WHAT IS BEING ASKED | Rewrite the records below with every "automated detector" changed to "object detector", keeping everything else the same. Leave the pictures out of your answer.
·····
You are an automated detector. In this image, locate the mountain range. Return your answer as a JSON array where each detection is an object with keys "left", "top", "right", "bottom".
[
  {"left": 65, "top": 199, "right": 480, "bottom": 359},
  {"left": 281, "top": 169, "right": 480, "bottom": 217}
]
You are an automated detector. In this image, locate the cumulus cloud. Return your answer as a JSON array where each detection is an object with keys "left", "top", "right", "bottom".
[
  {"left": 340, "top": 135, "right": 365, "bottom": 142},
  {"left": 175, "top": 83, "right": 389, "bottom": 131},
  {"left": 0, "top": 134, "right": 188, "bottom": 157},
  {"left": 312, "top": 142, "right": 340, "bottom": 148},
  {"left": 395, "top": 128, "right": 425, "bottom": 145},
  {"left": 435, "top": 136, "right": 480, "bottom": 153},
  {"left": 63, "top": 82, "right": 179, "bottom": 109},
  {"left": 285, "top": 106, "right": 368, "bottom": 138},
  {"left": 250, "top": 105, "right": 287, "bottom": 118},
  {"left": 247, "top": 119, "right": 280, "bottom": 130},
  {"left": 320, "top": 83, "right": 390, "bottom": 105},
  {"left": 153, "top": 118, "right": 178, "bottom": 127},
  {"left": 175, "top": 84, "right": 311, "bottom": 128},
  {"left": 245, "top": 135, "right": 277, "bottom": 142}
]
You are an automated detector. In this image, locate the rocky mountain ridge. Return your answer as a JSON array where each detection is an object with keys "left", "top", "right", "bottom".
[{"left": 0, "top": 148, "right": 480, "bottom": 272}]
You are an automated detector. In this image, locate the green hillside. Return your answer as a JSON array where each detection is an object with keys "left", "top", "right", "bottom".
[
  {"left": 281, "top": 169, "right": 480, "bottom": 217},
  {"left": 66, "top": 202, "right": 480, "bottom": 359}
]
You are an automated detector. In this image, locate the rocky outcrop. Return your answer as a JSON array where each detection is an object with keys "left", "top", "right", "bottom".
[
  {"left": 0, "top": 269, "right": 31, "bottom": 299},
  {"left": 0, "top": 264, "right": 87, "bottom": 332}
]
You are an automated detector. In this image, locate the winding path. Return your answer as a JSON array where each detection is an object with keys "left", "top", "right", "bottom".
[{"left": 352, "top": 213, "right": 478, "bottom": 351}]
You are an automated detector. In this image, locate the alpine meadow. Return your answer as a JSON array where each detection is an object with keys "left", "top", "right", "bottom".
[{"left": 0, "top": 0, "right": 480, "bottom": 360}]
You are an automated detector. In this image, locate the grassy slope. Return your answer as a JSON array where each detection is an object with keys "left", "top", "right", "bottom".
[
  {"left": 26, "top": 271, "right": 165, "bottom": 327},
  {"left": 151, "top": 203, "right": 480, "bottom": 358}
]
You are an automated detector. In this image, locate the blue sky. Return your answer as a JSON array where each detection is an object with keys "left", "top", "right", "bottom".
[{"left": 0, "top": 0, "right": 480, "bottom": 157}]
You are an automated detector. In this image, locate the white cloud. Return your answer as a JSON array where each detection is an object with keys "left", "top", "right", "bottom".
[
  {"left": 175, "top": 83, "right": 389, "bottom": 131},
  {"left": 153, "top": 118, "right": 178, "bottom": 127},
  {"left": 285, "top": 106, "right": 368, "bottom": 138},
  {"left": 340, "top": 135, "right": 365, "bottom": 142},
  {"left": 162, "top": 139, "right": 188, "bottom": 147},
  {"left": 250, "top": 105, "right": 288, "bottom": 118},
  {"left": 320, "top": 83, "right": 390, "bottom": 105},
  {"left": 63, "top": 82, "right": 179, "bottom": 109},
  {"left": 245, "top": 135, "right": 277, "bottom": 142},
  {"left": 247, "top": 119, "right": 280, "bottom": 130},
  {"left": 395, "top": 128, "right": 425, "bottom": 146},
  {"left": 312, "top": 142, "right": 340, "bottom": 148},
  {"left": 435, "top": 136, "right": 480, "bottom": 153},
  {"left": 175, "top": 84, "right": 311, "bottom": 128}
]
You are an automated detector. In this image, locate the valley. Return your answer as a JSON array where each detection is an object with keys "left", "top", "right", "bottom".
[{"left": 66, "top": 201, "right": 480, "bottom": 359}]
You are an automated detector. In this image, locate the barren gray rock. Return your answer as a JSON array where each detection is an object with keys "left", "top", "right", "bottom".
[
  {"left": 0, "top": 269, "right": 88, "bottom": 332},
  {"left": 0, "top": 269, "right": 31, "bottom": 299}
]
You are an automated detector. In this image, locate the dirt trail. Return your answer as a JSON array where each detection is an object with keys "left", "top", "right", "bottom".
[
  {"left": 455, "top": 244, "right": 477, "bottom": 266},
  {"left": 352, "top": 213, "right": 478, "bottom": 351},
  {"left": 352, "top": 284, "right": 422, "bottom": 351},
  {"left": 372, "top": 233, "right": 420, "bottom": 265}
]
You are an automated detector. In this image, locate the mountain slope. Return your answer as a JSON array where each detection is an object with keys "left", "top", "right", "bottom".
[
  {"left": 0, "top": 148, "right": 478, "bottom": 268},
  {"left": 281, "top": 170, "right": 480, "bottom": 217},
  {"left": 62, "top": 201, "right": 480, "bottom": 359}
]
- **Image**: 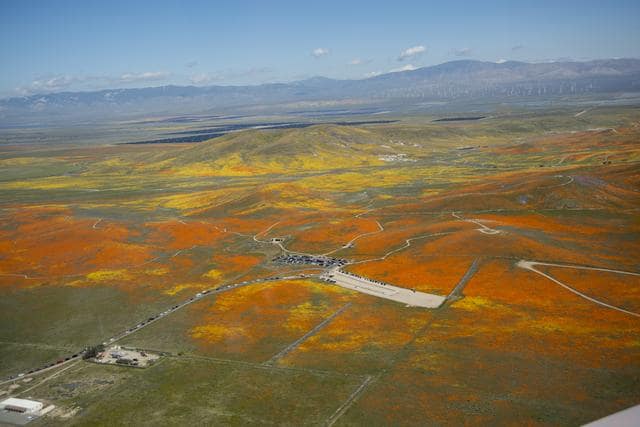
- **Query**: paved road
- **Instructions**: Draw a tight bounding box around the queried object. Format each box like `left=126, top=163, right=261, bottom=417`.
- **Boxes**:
·····
TASK SOLUTION |
You are an object detector. In this image, locate the mountain range. Return your answer as a JSON array where each detection is an object with keys "left", "top", "right", "bottom".
[
  {"left": 65, "top": 199, "right": 480, "bottom": 359},
  {"left": 281, "top": 169, "right": 480, "bottom": 217}
]
You are an object detector. In this image, locate the cumulus cloud. Return your answer as a JSON array where each detection is an object with keys "left", "top", "right", "bottom".
[
  {"left": 340, "top": 135, "right": 365, "bottom": 142},
  {"left": 175, "top": 83, "right": 389, "bottom": 131},
  {"left": 0, "top": 134, "right": 188, "bottom": 157},
  {"left": 312, "top": 142, "right": 340, "bottom": 148},
  {"left": 395, "top": 128, "right": 425, "bottom": 145},
  {"left": 435, "top": 136, "right": 480, "bottom": 153},
  {"left": 63, "top": 82, "right": 179, "bottom": 109},
  {"left": 285, "top": 106, "right": 368, "bottom": 138},
  {"left": 250, "top": 105, "right": 287, "bottom": 118},
  {"left": 247, "top": 119, "right": 280, "bottom": 130},
  {"left": 320, "top": 83, "right": 390, "bottom": 105},
  {"left": 153, "top": 118, "right": 178, "bottom": 127},
  {"left": 175, "top": 84, "right": 311, "bottom": 128},
  {"left": 245, "top": 135, "right": 277, "bottom": 142}
]
You are an object detector. In this image, locate the rocky mountain ridge. Return your answer as a JSON array where each detection is an object with keys "left", "top", "right", "bottom".
[{"left": 0, "top": 148, "right": 480, "bottom": 272}]
You are an object detector. In this image, locate the green hillside. Return your answer as a JSON array where each detection is an object with keys "left", "top", "right", "bottom".
[
  {"left": 281, "top": 169, "right": 480, "bottom": 217},
  {"left": 66, "top": 202, "right": 480, "bottom": 359}
]
You are an object detector. In this image, locate the rocky outcrop. Return your answer as a JSON array where each detection is an object with keys "left", "top", "right", "bottom".
[
  {"left": 0, "top": 269, "right": 31, "bottom": 299},
  {"left": 0, "top": 264, "right": 87, "bottom": 332}
]
You are an object detector. In this image, locate the winding path. Return your answer as a JSON array where each detection is an object with keys "left", "top", "right", "bottom".
[{"left": 352, "top": 213, "right": 478, "bottom": 351}]
You are an object detector. In this image, locate the alpine meadow. Return your answer as a JSON array where each detection is an object with keys "left", "top", "right", "bottom".
[{"left": 0, "top": 0, "right": 480, "bottom": 360}]
You are an object detector. In this image, locate the grassy slope. Return your answer as a JSON array where each detection is an object with keys "left", "top", "right", "bottom".
[
  {"left": 26, "top": 271, "right": 165, "bottom": 327},
  {"left": 151, "top": 203, "right": 480, "bottom": 358}
]
You are an object detector. In this image, locate the blue sky. Return your answer as a JSON array where each detection is an object with keys "left", "top", "right", "bottom".
[{"left": 0, "top": 0, "right": 480, "bottom": 157}]
You are an object detector. In this image, locate the white cloud. Return your answer as a JSON array where each detection is an object with keys "left", "top", "right", "bottom".
[
  {"left": 175, "top": 83, "right": 389, "bottom": 131},
  {"left": 153, "top": 118, "right": 178, "bottom": 127},
  {"left": 285, "top": 106, "right": 368, "bottom": 138},
  {"left": 340, "top": 135, "right": 365, "bottom": 142},
  {"left": 162, "top": 139, "right": 188, "bottom": 147},
  {"left": 250, "top": 105, "right": 288, "bottom": 118},
  {"left": 320, "top": 83, "right": 390, "bottom": 105},
  {"left": 63, "top": 82, "right": 179, "bottom": 109},
  {"left": 245, "top": 135, "right": 277, "bottom": 142},
  {"left": 247, "top": 119, "right": 280, "bottom": 130},
  {"left": 395, "top": 128, "right": 425, "bottom": 146},
  {"left": 312, "top": 142, "right": 340, "bottom": 148},
  {"left": 435, "top": 136, "right": 480, "bottom": 153},
  {"left": 175, "top": 84, "right": 311, "bottom": 128}
]
You are an object detector. In this image, locate the valley. Return your answer as a JSON array where each detection is an object with keys "left", "top", "right", "bottom".
[{"left": 66, "top": 201, "right": 480, "bottom": 359}]
You are an object detector. In this image, locate the barren gray rock. Return your answer as a JSON array where each detection is an object with keys "left", "top", "right", "bottom".
[
  {"left": 0, "top": 269, "right": 88, "bottom": 332},
  {"left": 0, "top": 269, "right": 31, "bottom": 299}
]
You are an object detector. In this image, locate the dirt trail. Return your answer as a JSON array where each detection is an object with keys "left", "top", "right", "bottom".
[
  {"left": 455, "top": 244, "right": 477, "bottom": 266},
  {"left": 352, "top": 213, "right": 478, "bottom": 351},
  {"left": 352, "top": 284, "right": 422, "bottom": 351},
  {"left": 372, "top": 233, "right": 420, "bottom": 265}
]
You are an object detector. In this image, locate the mountain slope. Return your answer as a JSON array where each detection is an object with keys "left", "top", "right", "bottom".
[
  {"left": 0, "top": 148, "right": 478, "bottom": 268},
  {"left": 281, "top": 170, "right": 480, "bottom": 217},
  {"left": 62, "top": 201, "right": 480, "bottom": 359}
]
- **Image**: 
- **Query**: paved road
- **Instructions**: Draw a tight bounding box around the queried object. Format each box like `left=126, top=163, right=261, bottom=417`.
- **Boxes**:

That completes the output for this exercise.